### What to work on
A - In the piece on changing anesthesiologists' practice patterns, how long were the changes produced by paper barriers in the Freund et al. study maintained?
B - Reproduce everything in the piece on changing anesthesiologists' practice patterns from "Lubarsky DA, Glass" down to "Anesthesiology 1997; 86:1145-60.".

### Text block
=== Section Start ===
Four recent studies in the anesthesia literature have reported successful and similar programs to change anesthesiologists' practice patterns. [1–4] This issue of Anesthesiology contains one such report. [1] Two studies (by Freund et al. [1] and Lubarsky et al. [2]) tested the success of their efforts to change practice patterns by comparing drug use during a historical control period to that in a later intervention period at single hospitals. The other two studies (by Cohen et al. [3] and Rose et al. [4]) performed such an analysis at a control and a study hospital. Increases in the proportion of patients treated using the practice guidelines were then compared between the two hospitals. All four studies simultaneously monitored changes in patient demographics and outcomes. The studies examined practice guidelines for neuromuscular blocking drugs, [1] expensive anesthetic drugs, [2] prevention of nausea, [3] and management of postoperative pain. [4]

Comparison of how these groups achieved changes in anesthesiologists' practice patterns are important. Two studies [1,2] succeeded at changing anesthesiologists' practice patterns by combining education, practice guidelines, and paper barriers. Completion of a form at an operating room pharmacy [1] or advance approval of the attending anesthesiologist [2] was required to obtain the more expensive drugs. The former study [1] showed that the paper barriers produced changes that were maintained for 2 yr. The latter study [2] discussed that maintenance of the changed behavior was achieved, in part, by providing anesthesiologists with individualized feedback on their (1) deviation from the practice guidelines and (2) drug administration compared with their peers. The other two studies [3,4] succeeded at changing practice patterns by combining education, practice guidelines, and individualized feedback. The individualized feedback included the number of patients cared for during the promoted measures.

Together, the results of these [1–4] studies stand in contrast to some previous studies in anesthesiology that failed to show that education and practice guidelines change physicians' practice patterns. Anesthesiologists' practice patterns can be changed [1–4] to decrease costs, [1,2] to try to improve patient outcome, [3,4] or both. However, changing practice patterns requires more than just education and practice guidelines. Either “negative” barriers limiting undesired practice (e.g., signatures, voice release, or forms), [1,2]“positive” individualized feedback, [3,4] or both [2] should be combined with education to change physicians' behavior.

Franklin Dexter, M.D., Ph.D.

Associate Professor; Department of Anesthesia; University of Iowa; Iowa City, Iowa 52242

Freund PR, Bowdle TA, Posner KL, Kharasch ED, Burkhart VD: Cost-effective reduction of neuromuscular blocking drug expenditures. Anesthesiology 1997; 87:1044-9.
Lubarsky DA, Glass PSA, Ginsberg B, Dear GDL, Dentz ME, Gan TJ, Sanderson IC, Mythen MG, Dufore S, Pressley CC, Gilbert WC, White WD, Alexander ML, Coleman RL, Rogers M, Reves JG for the SWiPE Group: The successful implementation of pharmaceutical practice guidelines: analysis of associated outcomes and costs savings. Anesthesiology 1997; 86:1145-60.
Cohen MM, Rose DK, Yee DA: Changing anesthesiologists practice patterns-Can it be done? Anesthesiology 1996; 85:260-9.
Rose DK, Cohen MM, Yee DA: Changing the practice of pain management. Anesth Analg 1997; 84:764-72.
=== Section End ===
### Given data
=== Section Start ===
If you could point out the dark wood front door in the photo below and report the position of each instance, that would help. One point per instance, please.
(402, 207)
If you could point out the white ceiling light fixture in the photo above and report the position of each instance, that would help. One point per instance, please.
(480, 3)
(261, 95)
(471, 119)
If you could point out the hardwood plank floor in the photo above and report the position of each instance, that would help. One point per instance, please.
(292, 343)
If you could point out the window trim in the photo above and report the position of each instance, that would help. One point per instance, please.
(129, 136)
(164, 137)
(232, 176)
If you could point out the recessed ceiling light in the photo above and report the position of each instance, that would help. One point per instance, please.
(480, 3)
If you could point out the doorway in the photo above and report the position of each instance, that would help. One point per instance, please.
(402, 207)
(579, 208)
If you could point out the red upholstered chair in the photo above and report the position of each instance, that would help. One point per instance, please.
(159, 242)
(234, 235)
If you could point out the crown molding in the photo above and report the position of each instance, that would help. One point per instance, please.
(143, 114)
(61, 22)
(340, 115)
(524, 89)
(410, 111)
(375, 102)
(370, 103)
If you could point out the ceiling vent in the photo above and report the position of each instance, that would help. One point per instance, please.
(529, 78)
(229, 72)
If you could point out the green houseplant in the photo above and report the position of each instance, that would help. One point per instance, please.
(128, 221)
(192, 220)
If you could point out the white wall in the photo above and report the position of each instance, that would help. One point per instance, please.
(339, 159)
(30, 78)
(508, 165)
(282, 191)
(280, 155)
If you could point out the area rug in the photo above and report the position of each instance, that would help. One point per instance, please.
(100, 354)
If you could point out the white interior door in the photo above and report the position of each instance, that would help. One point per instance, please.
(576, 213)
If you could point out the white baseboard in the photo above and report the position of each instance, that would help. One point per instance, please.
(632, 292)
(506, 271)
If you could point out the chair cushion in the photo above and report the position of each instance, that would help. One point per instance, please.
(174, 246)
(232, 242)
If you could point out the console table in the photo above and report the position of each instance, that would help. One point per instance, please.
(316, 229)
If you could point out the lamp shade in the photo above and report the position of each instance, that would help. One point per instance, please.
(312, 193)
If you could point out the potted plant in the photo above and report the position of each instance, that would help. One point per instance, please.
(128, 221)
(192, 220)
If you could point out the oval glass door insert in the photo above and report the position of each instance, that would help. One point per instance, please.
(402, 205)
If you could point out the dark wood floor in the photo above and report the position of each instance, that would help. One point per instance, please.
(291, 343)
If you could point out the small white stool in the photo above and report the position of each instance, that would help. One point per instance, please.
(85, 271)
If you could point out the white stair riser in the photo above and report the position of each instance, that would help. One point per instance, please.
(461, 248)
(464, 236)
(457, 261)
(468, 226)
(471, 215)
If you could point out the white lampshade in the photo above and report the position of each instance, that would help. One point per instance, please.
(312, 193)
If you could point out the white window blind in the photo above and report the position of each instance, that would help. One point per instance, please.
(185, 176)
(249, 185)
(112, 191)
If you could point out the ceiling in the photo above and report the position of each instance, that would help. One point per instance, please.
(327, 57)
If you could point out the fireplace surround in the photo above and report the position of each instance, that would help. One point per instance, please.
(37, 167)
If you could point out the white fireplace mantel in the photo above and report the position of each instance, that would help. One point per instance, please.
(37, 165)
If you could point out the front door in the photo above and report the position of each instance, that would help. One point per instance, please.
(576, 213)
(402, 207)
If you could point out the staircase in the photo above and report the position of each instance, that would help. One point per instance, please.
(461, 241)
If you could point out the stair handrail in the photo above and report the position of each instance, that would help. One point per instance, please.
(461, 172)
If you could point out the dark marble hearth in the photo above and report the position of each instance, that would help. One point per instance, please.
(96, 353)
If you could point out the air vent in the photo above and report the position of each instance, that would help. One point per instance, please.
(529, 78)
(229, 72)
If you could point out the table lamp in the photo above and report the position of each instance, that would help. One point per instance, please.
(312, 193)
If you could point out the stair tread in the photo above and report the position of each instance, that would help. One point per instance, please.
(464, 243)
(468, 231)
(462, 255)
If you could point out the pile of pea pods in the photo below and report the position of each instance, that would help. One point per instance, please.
=== Section End ===
=== Section Start ===
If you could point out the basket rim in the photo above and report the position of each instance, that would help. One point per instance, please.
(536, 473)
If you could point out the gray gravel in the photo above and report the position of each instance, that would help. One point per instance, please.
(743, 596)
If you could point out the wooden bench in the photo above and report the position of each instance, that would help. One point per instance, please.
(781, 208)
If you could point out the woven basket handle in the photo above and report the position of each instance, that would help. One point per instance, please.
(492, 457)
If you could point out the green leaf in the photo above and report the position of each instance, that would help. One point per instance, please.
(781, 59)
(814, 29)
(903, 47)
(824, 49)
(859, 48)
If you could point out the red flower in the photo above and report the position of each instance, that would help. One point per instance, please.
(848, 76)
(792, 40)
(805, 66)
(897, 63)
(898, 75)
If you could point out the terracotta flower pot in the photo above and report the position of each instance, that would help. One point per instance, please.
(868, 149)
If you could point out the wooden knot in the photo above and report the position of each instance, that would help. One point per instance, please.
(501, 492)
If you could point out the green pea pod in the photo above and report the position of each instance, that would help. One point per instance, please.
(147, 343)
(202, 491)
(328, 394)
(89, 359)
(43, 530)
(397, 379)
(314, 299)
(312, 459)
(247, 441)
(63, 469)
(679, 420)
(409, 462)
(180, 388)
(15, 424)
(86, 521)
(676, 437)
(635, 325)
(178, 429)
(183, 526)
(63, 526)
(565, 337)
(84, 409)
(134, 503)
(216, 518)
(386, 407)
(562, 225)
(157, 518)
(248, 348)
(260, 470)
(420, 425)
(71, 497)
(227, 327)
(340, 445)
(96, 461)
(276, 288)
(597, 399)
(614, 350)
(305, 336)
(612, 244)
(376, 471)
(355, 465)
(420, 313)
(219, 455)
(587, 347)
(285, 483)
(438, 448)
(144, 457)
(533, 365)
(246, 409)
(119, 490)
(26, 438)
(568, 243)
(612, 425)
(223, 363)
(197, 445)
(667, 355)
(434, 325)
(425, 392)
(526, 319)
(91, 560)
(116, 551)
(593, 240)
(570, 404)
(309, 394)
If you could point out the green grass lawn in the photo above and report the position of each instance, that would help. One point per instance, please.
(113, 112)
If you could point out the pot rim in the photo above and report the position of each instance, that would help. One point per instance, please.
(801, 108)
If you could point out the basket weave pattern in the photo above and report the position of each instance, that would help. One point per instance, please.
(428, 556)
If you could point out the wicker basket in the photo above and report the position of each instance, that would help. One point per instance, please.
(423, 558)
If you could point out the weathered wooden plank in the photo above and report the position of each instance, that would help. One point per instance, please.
=== Section End ===
### Solved tasks
A - For 2 years.

B -
Lubarsky DA, Glass PSA, Ginsberg B, Dear GDL, Dentz ME, Gan TJ, Sanderson IC, Mythen MG, Dufore S, Pressley CC, Gilbert WC, White WD, Alexander ML, Coleman RL, Rogers M, Reves JG for the SWiPE Group: The successful implementation of pharmaceutical practice guidelines: analysis of associated outcomes and costs savings. Anesthesiology 1997; 86:1145-60.